Test-Time Strategies for More Efficient and Accurate Agentic RAG

Abhinav Sharma¹, Brian Zhang¹, Deepti Guntur¹, Zhiyang Zuo¹, Shreyas Chaudhari¹, Wenlong Zhao¹, Franck Dernoncourt², Puneet Mathur², Ryan A. Rossi², Nedim Lipka²

¹University of Massachusetts Amherst ²Adobe Research

Abstract

Agentic retrieval-augmented generation (RAG) frameworks such as Search-R1 improve performance on complex, multi-hop questions by interleaving reasoning and retrieval, but they often retrieve previously seen information and struggle to integrate evidence into the current reasoning state. We study lightweight test-time modifications to Search-R1 that target these inefficiencies without changing training: contextualization of retrieved passages, de-duplication of previously seen documents, and a hybrid of both. Evaluated on subsets of HotpotQA and Natural Questions using exact match (EM), LLM-based semantic matching, and average retrieval turns, our best method — contextualization with GPT-4.1-mini — improves exact match by 5.6% and reduces retrieval turns by 10.5% relative to the Search-R1 baseline. These results suggest that improved use of retrieved evidence, rather than enforcing retrieval diversity alone, is the main driver of better answer accuracy and efficiency.

Publication

ACL 2026

Date

2026

Links

PDF Poster Slides

TL;DR

We propose three lightweight, test-time modifications to the Search-R1 agentic RAG framework that improve answer accuracy and retrieval efficiency without retraining.

Contextualization uses an external LLM to extract task-relevant information from retrieved documents, improving how evidence is carried across reasoning steps.

De-duplication filters out documents already retrieved in earlier turns, encouraging contextual diversity.

The Hybrid approach combines both modules sequentially.

On HotpotQA and Natural Questions, our best method (Contextualization with GPT-4.1-mini) improves exact match by 5.6% and reduces retrieval turns by 10.5% relative to the Search-R1 baseline.

Key Findings

1. Improved evidence use beats retrieval diversity: When duplicates are filtered out, the model continues issuing similar queries for additional context, with little gain in accuracy. The main bottleneck is ineffective use of retrieved information, not retrieval overlap.

2. Contextualization is the most effective intervention: It is the only method that simultaneously improves Exact Match (+5.6%), LLM Match (+6.7%), and reduces the average number of retrievals (-10.5%) compared to the baseline.

3. Negative correlation between accuracy and retrieval count: Questions requiring more agentic turns are inherently more difficult, as shown by the downward trend in Exact Match score across both Search-R1 baseline and Contextualization module.

§ DATA UNDER STUDY
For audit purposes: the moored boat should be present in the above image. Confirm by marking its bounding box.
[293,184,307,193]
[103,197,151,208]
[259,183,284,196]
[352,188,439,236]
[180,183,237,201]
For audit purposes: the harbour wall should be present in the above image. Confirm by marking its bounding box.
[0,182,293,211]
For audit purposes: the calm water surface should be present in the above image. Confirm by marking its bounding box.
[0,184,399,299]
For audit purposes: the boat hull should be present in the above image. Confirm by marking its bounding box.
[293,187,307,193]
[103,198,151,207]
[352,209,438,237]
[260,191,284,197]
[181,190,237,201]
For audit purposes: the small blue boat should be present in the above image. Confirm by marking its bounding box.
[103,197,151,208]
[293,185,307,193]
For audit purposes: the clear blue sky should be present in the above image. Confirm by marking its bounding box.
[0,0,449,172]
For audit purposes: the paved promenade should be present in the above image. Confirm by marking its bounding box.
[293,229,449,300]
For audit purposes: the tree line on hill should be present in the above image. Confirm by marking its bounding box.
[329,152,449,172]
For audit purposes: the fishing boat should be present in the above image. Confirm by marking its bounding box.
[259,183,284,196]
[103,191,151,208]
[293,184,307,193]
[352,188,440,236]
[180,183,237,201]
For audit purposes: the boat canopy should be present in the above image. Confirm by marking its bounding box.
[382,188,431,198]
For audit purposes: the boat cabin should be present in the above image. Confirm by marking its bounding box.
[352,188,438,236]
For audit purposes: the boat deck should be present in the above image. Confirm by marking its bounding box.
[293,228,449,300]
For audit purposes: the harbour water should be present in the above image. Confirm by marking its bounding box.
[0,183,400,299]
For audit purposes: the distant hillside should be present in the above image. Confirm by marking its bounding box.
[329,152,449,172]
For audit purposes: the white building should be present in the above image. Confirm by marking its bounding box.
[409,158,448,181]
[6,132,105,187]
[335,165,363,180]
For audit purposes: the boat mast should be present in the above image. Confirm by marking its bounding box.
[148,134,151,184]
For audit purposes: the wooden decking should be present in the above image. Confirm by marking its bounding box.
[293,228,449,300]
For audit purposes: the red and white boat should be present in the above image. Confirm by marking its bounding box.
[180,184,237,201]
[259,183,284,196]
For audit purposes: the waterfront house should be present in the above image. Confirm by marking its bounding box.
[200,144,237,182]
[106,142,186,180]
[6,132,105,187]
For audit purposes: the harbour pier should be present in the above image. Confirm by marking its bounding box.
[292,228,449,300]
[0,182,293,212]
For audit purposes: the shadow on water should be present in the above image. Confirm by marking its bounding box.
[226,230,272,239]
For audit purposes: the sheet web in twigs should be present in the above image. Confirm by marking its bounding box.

==

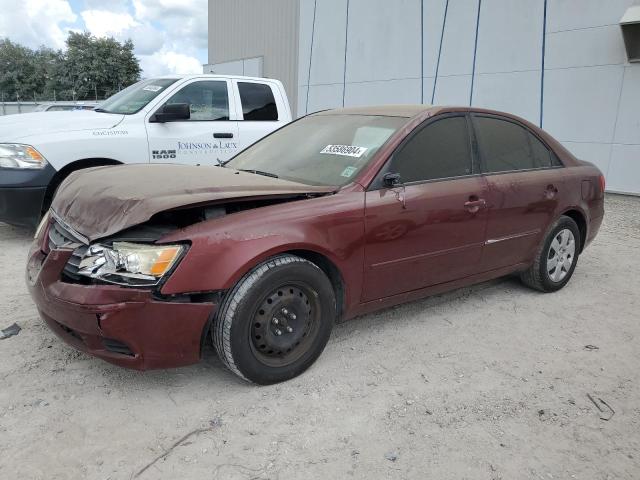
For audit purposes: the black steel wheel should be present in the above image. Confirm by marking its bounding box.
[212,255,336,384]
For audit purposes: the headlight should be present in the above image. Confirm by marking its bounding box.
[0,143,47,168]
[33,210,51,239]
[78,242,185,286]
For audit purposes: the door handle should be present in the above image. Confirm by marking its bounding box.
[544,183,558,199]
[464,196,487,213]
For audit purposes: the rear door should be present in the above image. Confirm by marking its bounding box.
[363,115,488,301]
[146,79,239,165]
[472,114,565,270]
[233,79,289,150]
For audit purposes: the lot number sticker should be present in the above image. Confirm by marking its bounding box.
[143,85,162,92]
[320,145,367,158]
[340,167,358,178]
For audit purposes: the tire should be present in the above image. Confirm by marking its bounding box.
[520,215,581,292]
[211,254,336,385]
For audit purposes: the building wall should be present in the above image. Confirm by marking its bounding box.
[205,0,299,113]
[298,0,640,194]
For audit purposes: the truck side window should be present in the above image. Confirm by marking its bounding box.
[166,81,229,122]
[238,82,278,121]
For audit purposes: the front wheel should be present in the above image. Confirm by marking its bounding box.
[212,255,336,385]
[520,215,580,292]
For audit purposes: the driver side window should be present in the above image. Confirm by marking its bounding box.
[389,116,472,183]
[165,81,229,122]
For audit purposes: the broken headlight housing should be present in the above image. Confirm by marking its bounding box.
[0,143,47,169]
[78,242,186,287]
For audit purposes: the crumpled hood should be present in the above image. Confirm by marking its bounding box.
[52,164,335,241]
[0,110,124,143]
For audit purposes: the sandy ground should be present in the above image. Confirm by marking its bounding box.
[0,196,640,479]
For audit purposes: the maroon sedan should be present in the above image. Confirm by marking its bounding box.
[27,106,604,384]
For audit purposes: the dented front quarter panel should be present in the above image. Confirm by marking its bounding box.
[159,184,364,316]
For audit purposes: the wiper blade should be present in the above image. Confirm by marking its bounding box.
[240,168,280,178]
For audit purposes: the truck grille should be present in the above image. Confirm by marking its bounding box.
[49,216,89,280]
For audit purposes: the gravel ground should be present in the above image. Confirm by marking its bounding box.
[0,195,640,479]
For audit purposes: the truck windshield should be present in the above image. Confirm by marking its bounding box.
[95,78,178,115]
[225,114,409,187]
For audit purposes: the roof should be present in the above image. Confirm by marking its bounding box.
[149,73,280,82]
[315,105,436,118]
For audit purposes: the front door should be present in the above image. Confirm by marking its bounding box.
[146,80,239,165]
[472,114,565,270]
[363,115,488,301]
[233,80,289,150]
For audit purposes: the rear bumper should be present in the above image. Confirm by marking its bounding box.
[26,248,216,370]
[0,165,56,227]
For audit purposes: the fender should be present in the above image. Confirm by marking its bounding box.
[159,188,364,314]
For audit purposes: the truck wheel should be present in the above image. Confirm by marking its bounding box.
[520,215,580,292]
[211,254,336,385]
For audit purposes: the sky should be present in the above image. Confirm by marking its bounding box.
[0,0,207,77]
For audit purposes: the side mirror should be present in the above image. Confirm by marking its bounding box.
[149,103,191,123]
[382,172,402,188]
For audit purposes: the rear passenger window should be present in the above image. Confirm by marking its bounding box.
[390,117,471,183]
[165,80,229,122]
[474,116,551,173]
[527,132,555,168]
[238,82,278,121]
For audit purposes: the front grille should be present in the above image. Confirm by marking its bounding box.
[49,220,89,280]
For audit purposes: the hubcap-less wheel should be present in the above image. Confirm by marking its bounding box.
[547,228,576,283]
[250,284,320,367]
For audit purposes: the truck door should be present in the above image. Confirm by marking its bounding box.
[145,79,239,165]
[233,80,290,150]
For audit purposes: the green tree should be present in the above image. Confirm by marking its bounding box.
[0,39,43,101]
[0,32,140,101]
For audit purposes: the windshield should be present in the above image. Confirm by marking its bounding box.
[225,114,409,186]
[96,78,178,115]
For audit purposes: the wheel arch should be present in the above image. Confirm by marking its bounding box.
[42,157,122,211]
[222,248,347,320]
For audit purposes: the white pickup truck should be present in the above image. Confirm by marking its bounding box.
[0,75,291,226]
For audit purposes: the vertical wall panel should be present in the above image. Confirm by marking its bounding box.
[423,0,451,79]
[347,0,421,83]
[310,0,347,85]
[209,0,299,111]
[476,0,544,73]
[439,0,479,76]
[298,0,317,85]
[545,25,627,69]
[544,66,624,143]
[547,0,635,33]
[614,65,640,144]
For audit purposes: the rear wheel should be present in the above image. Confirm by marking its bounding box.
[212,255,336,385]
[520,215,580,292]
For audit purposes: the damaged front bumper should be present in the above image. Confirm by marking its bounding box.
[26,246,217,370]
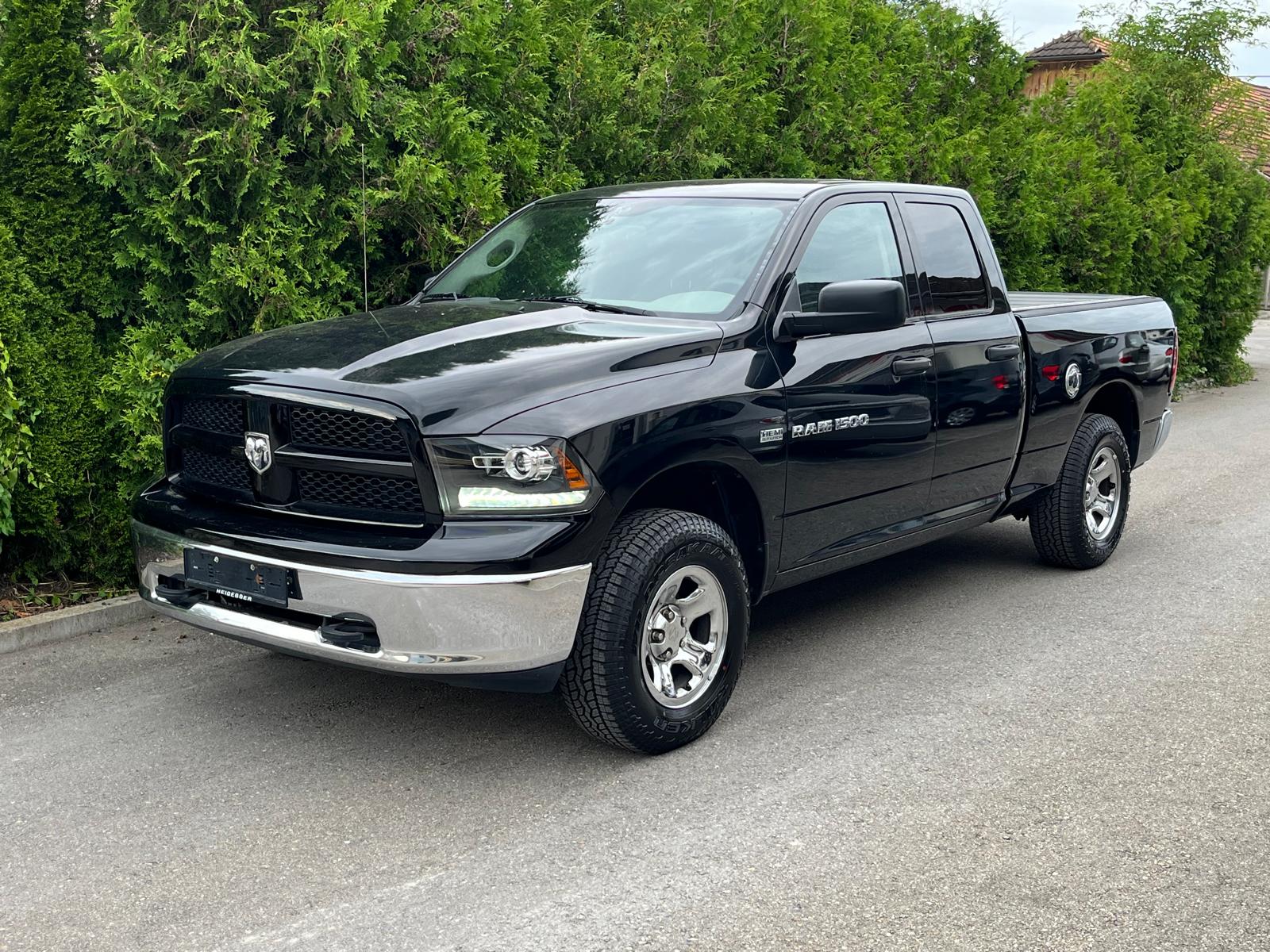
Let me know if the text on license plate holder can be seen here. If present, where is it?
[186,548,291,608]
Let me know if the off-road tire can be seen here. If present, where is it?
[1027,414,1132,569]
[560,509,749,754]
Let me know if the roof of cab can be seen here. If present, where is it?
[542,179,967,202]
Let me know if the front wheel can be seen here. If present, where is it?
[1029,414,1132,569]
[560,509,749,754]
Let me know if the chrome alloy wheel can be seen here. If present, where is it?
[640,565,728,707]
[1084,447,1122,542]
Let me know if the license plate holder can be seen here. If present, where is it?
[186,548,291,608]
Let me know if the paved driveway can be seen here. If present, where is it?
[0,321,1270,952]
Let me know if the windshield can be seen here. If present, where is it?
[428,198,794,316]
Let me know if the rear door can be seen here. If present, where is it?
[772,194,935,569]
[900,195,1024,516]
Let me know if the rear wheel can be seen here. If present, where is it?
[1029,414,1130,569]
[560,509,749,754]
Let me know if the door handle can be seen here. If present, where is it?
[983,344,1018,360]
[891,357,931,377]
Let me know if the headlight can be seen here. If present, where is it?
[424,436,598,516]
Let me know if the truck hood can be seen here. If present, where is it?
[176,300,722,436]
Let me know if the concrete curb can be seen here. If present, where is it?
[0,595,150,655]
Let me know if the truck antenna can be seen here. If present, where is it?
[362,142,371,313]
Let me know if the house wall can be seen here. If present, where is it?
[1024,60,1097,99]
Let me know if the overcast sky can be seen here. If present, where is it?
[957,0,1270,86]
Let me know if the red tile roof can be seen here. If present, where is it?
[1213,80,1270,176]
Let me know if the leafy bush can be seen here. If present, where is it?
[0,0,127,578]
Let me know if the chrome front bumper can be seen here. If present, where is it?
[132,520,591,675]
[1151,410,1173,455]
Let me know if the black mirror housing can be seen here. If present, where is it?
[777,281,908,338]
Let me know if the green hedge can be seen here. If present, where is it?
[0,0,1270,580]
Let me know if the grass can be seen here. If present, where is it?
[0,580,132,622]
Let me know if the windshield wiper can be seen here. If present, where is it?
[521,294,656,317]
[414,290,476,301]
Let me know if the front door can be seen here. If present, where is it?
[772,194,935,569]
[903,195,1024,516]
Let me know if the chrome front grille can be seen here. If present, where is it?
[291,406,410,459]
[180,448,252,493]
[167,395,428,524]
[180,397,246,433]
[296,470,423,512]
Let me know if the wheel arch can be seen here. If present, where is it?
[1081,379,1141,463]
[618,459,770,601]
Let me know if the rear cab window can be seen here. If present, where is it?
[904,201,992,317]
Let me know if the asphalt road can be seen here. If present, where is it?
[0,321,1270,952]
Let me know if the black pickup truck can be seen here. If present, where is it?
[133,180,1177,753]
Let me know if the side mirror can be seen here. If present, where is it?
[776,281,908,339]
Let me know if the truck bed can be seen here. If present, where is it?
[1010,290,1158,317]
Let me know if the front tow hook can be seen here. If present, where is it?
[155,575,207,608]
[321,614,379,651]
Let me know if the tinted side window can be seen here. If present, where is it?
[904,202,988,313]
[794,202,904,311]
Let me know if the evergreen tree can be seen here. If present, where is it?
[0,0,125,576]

§ ACTIVITY LIST
#1 According to the agentic RAG page, which external model does the best-performing method use for contextualization?
#2 Decide whether each statement agrees with the agentic RAG page, and support each verdict with the deciding words quoted from the text.
(a) De-duplication removes documents that were already retrieved in earlier turns.
(b) The proposed modifications require retraining Search-R1.
(c) Exact Match scores rise for questions that need more agentic turns.
#3 Reproduce everything in the agentic RAG page from "On HotpotQA and" down to "to the baseline.".

§ ANSWERS BELOW
#1 GPT-4.1-mini

#2
(a) Yes: "De-duplication filters out documents already retrieved in earlier turns"
(b) No: "improve answer accuracy and retrieval efficiency without retraining"
(c) No: "as shown by the downward trend in Exact Match score across both Search-R1 baseline and Contextualization module"

#3
On HotpotQA and Natural Questions, our best method (Contextualization with GPT-4.1-mini) improves exact match by 5.6% and reduces retrieval turns by 10.5% relative to the Search-R1 baseline.

Key Findings

1. Improved evidence use beats retrieval diversity: When duplicates are filtered out, the model continues issuing similar queries for additional context, with little gain in accuracy. The main bottleneck is ineffective use of retrieved information, not retrieval overlap.

2. Contextualization is the most effective intervention: It is the only method that simultaneously improves Exact Match (+5.6%), LLM Match (+6.7%), and reduces the average number of retrievals (-10.5%) compared to the baseline.